PROBLEM 1 »
Count the lines in the rows below that contain the string "spot", treating uppercase and lowercase as different, and reply with the number alone.
PROBLEM 2 »
Extend the text below about the LaTeX class for producing web output, writing on from the point where it ends.

----- SELECTED TEXT

So this package is designed for someone who wants to write a web page, not necessarily directly, using their LaTeX skills. They want the full flexibility of LaTeX together with its familiarity (presumably they write other documents in LaTeX already) but know at the outset that the document will end up on the web.

Usage

Usage of this package is extremely simple. It is designed as a class and so should be loaded with a simple:

\documentclass{internet}

There are various options available for the class (these are processed internally by the pgfopts package, which needs to be installed). The main option is to specify the type of output. The types of output can be classified in to two groups. The first group consists of the output system; that is, the software program that will be used to present the material. The second group consists of the output format. In common use, one would specify a system, which would then load the required format (and define a few extra bits and pieces). At the moment, there are the following possibilities for the system.

  • latex This is the default and processes the document as if it were a LaTeX document.

  • instiki This is formatted suitable for the instiki wiki system.

  • wordpress This is formatted suitable for the wordpress blog system.

  • blosxom This is formatted suitable for the blosxom blog system. (Warning: My whole website is built using blosxom and I use a lot of plugins there; I can't remember all of the modifications that I've made to them so the blosxom option should be used with caution!)

The formats are as follows.

  • markdown The Markdown format.

  • markdownextra The Markdown Extra format (built on top of Markdown).

  • maruku This is the Ruby implementation of Markdown, which extends Markdown Extra.

----------
----- MATERIAL

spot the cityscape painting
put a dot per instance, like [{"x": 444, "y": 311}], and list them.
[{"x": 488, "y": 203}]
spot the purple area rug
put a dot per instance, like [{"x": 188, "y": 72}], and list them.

----------

RESPONSE 1 »
2

RESPONSE 2 »
There is also the matter of putting mathematics on the web. Some systems load a particular method by default, but this can be overridden using the maths mode=mode class option. Currently supported are the following.

  • itex This formats the mathematics suitable for the itextomml system for producing MathML.

  • basic This does a little formatting within the confines of ordinary HTML.

One File, Many Outputs

Although the intention is that a document written using this system be written knowing the eventual output, it is certainly not unreasonable to use a single file for several outputs, or to use a single fragment in documents on different systems. Whilst the attempt is to make it so that the same input works for all outputs, there will be times when one output type requires a slightly different input to another. For that situation, the imode command is provided. It works in much the same fashion as the beamer command \mode (indeed, the code is taken from that package). The syntax is either \imode<mode>{stuff} or just \imode<mode>, the latter must be by itself on a line. In both cases, mode is one of the possible outputs.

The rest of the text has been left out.